Your goal: Rewrite every one of the records below, substituting "marker" for each occurrence of "dot" and keeping all other text unchanged.

+++

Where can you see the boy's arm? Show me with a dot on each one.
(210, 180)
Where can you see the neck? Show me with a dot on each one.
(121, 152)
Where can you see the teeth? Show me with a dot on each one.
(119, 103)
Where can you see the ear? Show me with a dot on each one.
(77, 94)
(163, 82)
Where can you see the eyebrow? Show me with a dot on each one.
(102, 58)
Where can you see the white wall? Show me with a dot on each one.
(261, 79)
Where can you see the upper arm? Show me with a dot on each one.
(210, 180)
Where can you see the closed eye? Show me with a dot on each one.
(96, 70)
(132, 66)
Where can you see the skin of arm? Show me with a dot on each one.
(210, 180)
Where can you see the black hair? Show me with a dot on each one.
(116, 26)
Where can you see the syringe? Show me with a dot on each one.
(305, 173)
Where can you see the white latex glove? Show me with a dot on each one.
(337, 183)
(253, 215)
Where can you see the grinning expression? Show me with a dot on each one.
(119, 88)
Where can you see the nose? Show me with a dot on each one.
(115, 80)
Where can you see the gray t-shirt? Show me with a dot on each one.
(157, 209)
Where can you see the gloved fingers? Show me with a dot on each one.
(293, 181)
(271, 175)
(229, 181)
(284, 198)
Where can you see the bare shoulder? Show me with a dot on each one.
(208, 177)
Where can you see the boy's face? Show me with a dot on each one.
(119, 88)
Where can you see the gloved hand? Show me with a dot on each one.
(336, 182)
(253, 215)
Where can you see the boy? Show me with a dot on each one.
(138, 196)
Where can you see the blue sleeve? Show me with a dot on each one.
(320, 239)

+++

Final result:
Where can you see the boy's arm? Show me with a marker on each one.
(210, 180)
Where can you see the neck? Show me with a marker on each one.
(121, 152)
Where can you see the teeth? Show me with a marker on each one.
(119, 103)
Where can you see the ear? Show me with a marker on each one.
(77, 94)
(163, 82)
Where can you see the eyebrow? Show me with a marker on each one.
(102, 58)
Where can you see the white wall? Show me with a marker on each one.
(261, 79)
Where can you see the upper arm? Show me with a marker on each one.
(210, 180)
Where can you see the closed eye? Show me with a marker on each one.
(96, 70)
(132, 66)
Where can you see the skin of arm? Show me with a marker on each one.
(210, 180)
Where can you see the black hair? Show me with a marker on each one.
(116, 26)
Where can you see the syringe? Show me with a marker on each one.
(305, 173)
Where can you see the white latex glove? Show me with a marker on each one.
(337, 183)
(253, 215)
Where can you see the grinning expression? Show me with a marker on each one.
(119, 88)
Where can you see the nose? Show me with a marker on each one.
(115, 80)
Where can you see the gray t-shirt? Show me with a marker on each one.
(157, 209)
Where can you see the gloved fingers? Show me with a marker on each one.
(293, 181)
(271, 175)
(229, 181)
(284, 198)
Where can you see the bare shoulder? Show me with a marker on each one.
(208, 177)
Where can you see the boy's face? Show me with a marker on each one.
(119, 88)
Where can you see the gloved hand? Show me with a marker on each one.
(336, 182)
(253, 215)
Where can you see the boy? Show me with a marker on each one.
(138, 196)
Where can you see the blue sleeve? Show me with a marker on each one.
(320, 239)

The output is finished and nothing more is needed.